My values.yaml for my PGO Chart:

---
# controllerImages are used to run the PostgresCluster and PGUpgrade controllers.
controllerImages:
  cluster: image_repo/postgres-operator:ubi8-5.1.1-0
  upgrade: image_repo/postgres-operator-upgrade:ubi8-5.1.1-0

# relatedImages are used when an image is omitted from PostgresCluster or PGUpgrade specs.
relatedImages:
  postgres_14:
    image: image_repo/crunchy-postgres:ubi8-14.3-0
  postgres_14_gis_3.1:
    image: image_repo/crunchy-postgres-gis:ubi8-14.3-3.1-0
  postgres_14_gis_3.2:
    image: image_repo/crunchy-postgres-gis:ubi8-14.3-3.2-0
  postgres_13:
    image: image_repo/crunchy-postgres:ubi8-13.7-0
  postgres_13_gis_3.0:
    image: image_repo/crunchy-postgres-gis:ubi8-13.7-3.0-0
  postgres_13_gis_3.1:
    image: image_repo/crunchy-postgres-gis:ubi8-13.7-3.1-0
  pgadmin:
    image: image_repo/crunchy-pgadmin4:ubi8-4.30-1
  pgbackrest:
    image: image_repo/crunchy-pgbackrest:ubi8-2.38-1
  pgbouncer:
    image: image_repo/crunchy-pgbouncer:ubi8-1.16-3
  pgexporter:
    image: image_repo/crunchy-postgres-exporter:ubi8-5.1.1-0
  pgupgrade:
    image: image_repo/crunchy-upgrade:ubi8-5.1.1-0
# singleNamespace controls where PGO watches for PostgresClusters. When false,
# PGO watches for and responds to PostgresClusters in all namespaces. When true,
# PGO watches only the namespace in which it is installed.
singleNamespace: false

# debug allows you to enable or disable the "debug" level of logging.
debug: true

disable_check_for_upgrades: true

# imagePullSecretNames is a list of secret names to use for pulling controller images.

> _Material supplied_
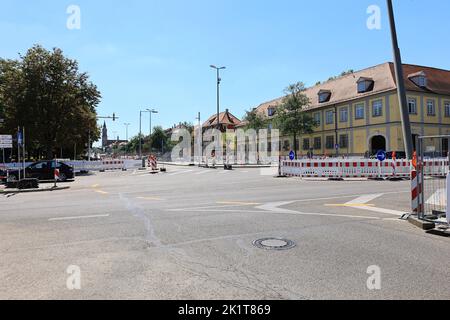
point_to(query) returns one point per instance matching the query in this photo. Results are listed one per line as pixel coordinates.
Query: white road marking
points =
(365, 199)
(79, 217)
(362, 200)
(202, 172)
(180, 172)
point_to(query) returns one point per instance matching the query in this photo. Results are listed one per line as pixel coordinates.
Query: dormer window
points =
(419, 79)
(324, 96)
(365, 84)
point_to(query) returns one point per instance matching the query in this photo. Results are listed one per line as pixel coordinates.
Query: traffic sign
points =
(381, 155)
(5, 142)
(292, 155)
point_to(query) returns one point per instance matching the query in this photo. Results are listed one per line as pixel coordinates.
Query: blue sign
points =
(292, 155)
(381, 155)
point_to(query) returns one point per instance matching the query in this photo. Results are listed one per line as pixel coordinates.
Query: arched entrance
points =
(377, 143)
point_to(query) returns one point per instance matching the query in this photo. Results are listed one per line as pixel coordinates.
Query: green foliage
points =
(255, 120)
(44, 92)
(291, 117)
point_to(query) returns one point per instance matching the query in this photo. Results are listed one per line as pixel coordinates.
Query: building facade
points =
(358, 114)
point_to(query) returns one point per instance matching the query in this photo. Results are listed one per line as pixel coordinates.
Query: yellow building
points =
(359, 113)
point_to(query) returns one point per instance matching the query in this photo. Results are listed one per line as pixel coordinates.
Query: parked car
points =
(43, 170)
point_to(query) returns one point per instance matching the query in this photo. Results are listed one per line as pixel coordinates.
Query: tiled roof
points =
(225, 118)
(344, 89)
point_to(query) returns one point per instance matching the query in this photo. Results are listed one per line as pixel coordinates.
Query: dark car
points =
(401, 155)
(44, 170)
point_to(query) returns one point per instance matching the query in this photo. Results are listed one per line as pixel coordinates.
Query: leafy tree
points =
(44, 92)
(255, 121)
(159, 139)
(291, 117)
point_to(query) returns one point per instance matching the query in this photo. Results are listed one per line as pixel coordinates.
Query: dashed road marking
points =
(150, 198)
(80, 217)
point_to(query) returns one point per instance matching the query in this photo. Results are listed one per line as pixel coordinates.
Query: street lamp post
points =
(151, 111)
(406, 124)
(126, 126)
(218, 92)
(140, 133)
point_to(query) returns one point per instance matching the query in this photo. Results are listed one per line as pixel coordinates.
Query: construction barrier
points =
(341, 169)
(153, 163)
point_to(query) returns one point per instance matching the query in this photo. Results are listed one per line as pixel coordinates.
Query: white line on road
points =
(180, 172)
(202, 172)
(365, 199)
(80, 217)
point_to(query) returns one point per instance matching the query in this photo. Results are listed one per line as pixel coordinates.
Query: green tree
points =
(291, 117)
(159, 139)
(44, 92)
(256, 121)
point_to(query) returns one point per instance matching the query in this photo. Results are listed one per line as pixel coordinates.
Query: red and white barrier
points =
(346, 168)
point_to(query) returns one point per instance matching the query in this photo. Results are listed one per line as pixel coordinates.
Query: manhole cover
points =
(274, 244)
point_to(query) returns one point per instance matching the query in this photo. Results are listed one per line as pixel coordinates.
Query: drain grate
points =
(274, 244)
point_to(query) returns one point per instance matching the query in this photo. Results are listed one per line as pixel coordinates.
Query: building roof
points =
(225, 118)
(344, 89)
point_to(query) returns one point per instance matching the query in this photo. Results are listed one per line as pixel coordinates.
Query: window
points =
(447, 109)
(330, 117)
(343, 115)
(365, 85)
(359, 111)
(329, 142)
(317, 143)
(419, 79)
(317, 118)
(343, 141)
(431, 110)
(306, 144)
(377, 108)
(412, 106)
(324, 96)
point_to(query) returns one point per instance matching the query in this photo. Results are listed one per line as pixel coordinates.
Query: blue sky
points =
(156, 53)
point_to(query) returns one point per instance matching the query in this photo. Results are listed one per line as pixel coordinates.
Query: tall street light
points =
(127, 125)
(218, 92)
(406, 124)
(151, 111)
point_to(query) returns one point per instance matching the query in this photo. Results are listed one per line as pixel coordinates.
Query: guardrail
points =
(359, 168)
(79, 166)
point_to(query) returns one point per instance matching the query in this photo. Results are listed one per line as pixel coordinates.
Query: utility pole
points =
(219, 80)
(200, 139)
(404, 112)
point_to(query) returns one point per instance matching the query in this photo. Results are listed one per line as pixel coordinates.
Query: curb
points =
(33, 190)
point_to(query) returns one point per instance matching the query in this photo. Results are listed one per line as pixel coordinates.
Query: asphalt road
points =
(188, 234)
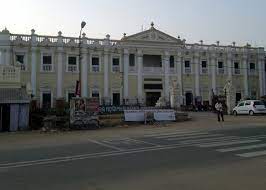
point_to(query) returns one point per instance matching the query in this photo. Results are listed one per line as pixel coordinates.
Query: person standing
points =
(219, 109)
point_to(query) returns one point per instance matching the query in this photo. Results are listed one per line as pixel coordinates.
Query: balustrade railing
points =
(237, 71)
(66, 40)
(152, 69)
(204, 70)
(9, 74)
(221, 71)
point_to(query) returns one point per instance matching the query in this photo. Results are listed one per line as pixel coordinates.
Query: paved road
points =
(181, 159)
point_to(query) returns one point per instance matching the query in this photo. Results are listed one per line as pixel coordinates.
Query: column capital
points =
(126, 52)
(166, 53)
(139, 52)
(84, 50)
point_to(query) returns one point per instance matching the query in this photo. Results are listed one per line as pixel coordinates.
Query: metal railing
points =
(152, 69)
(95, 69)
(204, 70)
(187, 70)
(116, 69)
(72, 68)
(47, 67)
(237, 71)
(9, 74)
(133, 69)
(221, 71)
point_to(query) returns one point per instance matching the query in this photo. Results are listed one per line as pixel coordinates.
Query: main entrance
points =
(152, 98)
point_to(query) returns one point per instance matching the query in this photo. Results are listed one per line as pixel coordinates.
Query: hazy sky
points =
(208, 20)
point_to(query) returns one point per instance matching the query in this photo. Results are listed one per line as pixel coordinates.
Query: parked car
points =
(250, 107)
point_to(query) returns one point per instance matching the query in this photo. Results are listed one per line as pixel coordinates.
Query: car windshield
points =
(258, 103)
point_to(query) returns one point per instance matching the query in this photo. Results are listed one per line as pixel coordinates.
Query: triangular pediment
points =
(152, 35)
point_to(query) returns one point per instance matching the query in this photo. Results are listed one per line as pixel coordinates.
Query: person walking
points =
(219, 109)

> _What this task involves_
Pick up the PGO chart values.yaml above from where it stops and continue it.

> _Reply_
# More info: https://kubernetes.io/docs/concepts/containers/images/#specifying-imagepullsecrets-on-a-pod
imagePullSecretNames: []
resources:
  requests:
    memory: "64Mi"
    cpu: "2m"
  limits:
    memory: "256Mi"
    cpu: "100m"

My values.yaml file for the postgres cluster:

# Production Database Example
# Remember to go through all the values before deploying!

name: pg14-prod
postgresVersion: 14

#instanceCPU: 8
#instanceMemory: "32Gi"

pgBackRestConfig:
 global:
#   server: 
#    tls-server-address: "::"
#   server-ping:
#    tls-server-address: localhost
  repo1-retention-full: "1"
  repo1-retention-full-type: count
 manual:
  options:
   - --type=full
  repoName: repo1
 repos:
  - name: repo1
    schedules:
     full: 0 0 * * *
    volume:
     volumeClaimSpec:
      accessModes:
       - ReadWriteOnce
      storageClassName: "robin-nflw-gid-1987"
      resources:
       requests:
        storage: "600Gi"

 repoHost:
  resources:
   limits:
    cpu: "200m"
    memory: "128Mi"
    #hugepages-2Mi: "500Mi"
   #requests:
    #cpu: "200m"
    #memory: "128Mi"

 restore:
  enabled: false
  repoName: repo1
  resources:
   limits:
    cpu: "200m"
    memory: "128Mi"
    #hugepages-2Mi: "500Mi"
   #requests:
    #cpu: "200m"
    #memory: "128Mi"

 jobs:
  resources:
   limits:
    cpu: "200m"
    memory: "128Mi"
    #hugepages-2Mi: "500Mi"
   #requests:
    #cpu: "200m"
    #memory: "128Mi"

 sidecars:
  pgbackrest:
   resources:
    limits:
     cpu: "200m"
     memory: "128Mi"
     #hugepages-2Mi: "500Mi"
    #requests:
     #cpu: "200m"
     #memory: "128Mi"
  pgbackrestConfig:
   resources:
    limits:
     cpu: "200m"
     memory: "128Mi"
     #hugepages-2Mi: "500Mi"
    #requests:
     #cpu: "200m"
     #memory: "128Mi"

#pgBouncerConfig:
# - resources:
#    limits:
#     cpu: 200m
#     memory: 128Mi
#   sidecars:
#    pgbouncerConfig:
#     resources:
#      limits:
#       cpu: 200m
#       memory: 128Mi

#dataSource:
# - resources:
#    limits:
#     cpu: 200m
#     memory: 128Mi

instances:
 - dataVolumeClaimSpec:
    accessModes:
     - ReadWriteOnce
    storageClassName: "robin-nflw-gid-1987"
    resources:
     requests:
      storage: "200Gi"
   name: inst1
   replicas: 2
   resources:
    limits:
     cpu: 8
     memory: "32Gi"
     hugepages-2Mi: "0"
    requests:
     cpu: 8
     memory: "32Gi"

   sidecars:
    replicaCertCopy:
     resources:
      limits:
       cpu: "200m"
       memory: "128Mi"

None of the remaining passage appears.